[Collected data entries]
★ ★ ★ ★

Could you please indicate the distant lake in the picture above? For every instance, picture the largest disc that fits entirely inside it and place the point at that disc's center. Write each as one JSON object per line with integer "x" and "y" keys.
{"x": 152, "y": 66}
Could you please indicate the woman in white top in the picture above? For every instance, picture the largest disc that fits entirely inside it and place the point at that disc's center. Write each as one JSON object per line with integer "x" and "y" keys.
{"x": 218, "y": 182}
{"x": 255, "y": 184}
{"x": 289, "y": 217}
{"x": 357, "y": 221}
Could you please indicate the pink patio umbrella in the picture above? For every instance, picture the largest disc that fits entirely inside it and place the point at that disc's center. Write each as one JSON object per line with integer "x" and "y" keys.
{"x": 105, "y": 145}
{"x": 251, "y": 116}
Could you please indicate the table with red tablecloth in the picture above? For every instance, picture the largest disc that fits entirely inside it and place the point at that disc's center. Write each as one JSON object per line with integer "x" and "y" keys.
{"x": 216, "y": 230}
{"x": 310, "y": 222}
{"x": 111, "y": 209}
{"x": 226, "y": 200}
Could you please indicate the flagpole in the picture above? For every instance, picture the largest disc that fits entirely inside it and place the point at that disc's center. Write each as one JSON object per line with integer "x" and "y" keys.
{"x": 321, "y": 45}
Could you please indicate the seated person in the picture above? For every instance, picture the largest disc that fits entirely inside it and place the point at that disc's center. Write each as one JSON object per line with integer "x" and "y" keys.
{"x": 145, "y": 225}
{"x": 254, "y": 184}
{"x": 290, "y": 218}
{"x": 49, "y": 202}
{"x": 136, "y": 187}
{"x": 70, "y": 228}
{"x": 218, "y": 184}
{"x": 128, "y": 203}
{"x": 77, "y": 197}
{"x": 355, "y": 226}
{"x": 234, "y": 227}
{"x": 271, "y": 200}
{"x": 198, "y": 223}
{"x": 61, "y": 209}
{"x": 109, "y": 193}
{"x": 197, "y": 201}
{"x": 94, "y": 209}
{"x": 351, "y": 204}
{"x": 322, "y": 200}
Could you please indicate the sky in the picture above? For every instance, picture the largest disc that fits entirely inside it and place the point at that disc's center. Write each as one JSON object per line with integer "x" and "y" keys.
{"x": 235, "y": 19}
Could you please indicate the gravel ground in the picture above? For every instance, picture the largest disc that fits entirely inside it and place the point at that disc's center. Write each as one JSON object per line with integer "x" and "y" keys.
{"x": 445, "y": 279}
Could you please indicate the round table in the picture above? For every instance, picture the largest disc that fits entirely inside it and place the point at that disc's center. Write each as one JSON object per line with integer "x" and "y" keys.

★ ★ ★ ★

__TASK GOAL__. Your reply must be a faithful copy of each entry above.

__TASK SOLUTION__.
Could you please indicate the distant lake in the picture above? For every instance, picture the largest disc that fits entirely inside it and place the point at that disc's center. Write each as one JSON object per line with integer "x" and "y" keys.
{"x": 152, "y": 66}
Could you please indicate the woman in white top in the picture above? For every instance, picture the largest disc that fits entirely inside it and place the point at that disc's center. Write each as one JSON object per line with integer "x" and "y" keys.
{"x": 218, "y": 182}
{"x": 255, "y": 184}
{"x": 289, "y": 217}
{"x": 357, "y": 221}
Could you please indicate the pink patio umbrella in the picture above? For every instance, picture the largest disc that fits entirely inside it and place the point at that disc's center. Write each as one JSON object per line with integer "x" and "y" keys.
{"x": 105, "y": 145}
{"x": 251, "y": 116}
Could you please indicate the table with red tablecloth in the picture above? For every instance, picture the largest disc that fits entirely inside it and place the point at that disc's center. Write each as one JSON object per line with integer "x" and "y" keys.
{"x": 216, "y": 230}
{"x": 310, "y": 222}
{"x": 111, "y": 209}
{"x": 226, "y": 200}
Could you please indicate the flagpole in the picture above? For every instance, picture the largest disc that fits entirely inside it and place the point at that disc's center. Write each as one JSON object per line with integer "x" and "y" keys.
{"x": 321, "y": 45}
Could you please indicate the seated person in the picture above? For every instance, picture the largest disc that fits entirely inside it and place the point at that disc's center. Write each as one JSON object per line with integer "x" and "y" keys.
{"x": 145, "y": 225}
{"x": 254, "y": 184}
{"x": 290, "y": 218}
{"x": 49, "y": 202}
{"x": 136, "y": 187}
{"x": 70, "y": 228}
{"x": 218, "y": 184}
{"x": 128, "y": 203}
{"x": 77, "y": 197}
{"x": 355, "y": 226}
{"x": 234, "y": 227}
{"x": 271, "y": 200}
{"x": 198, "y": 223}
{"x": 61, "y": 209}
{"x": 109, "y": 193}
{"x": 197, "y": 201}
{"x": 94, "y": 209}
{"x": 351, "y": 204}
{"x": 322, "y": 200}
Could you please indicate the sky in the picture above? For every instance, picture the largest disc that fits entirely inside it and place the point at that disc's center. Write each as one JSON object per line with integer "x" and "y" keys.
{"x": 235, "y": 19}
Could you please indicate the gravel ground in the picture above? For every instance, picture the largest disc that fits entirely inside it and place the point at that disc's center. Write each as one JSON object per line with integer "x" and "y" keys.
{"x": 445, "y": 279}
Could you please indicate the round table in the picture above? For every instance, picture the largest disc that fits entirely inside it and place the point at that disc's center. Write each as one JSON object per line with integer "x" and "y" keys.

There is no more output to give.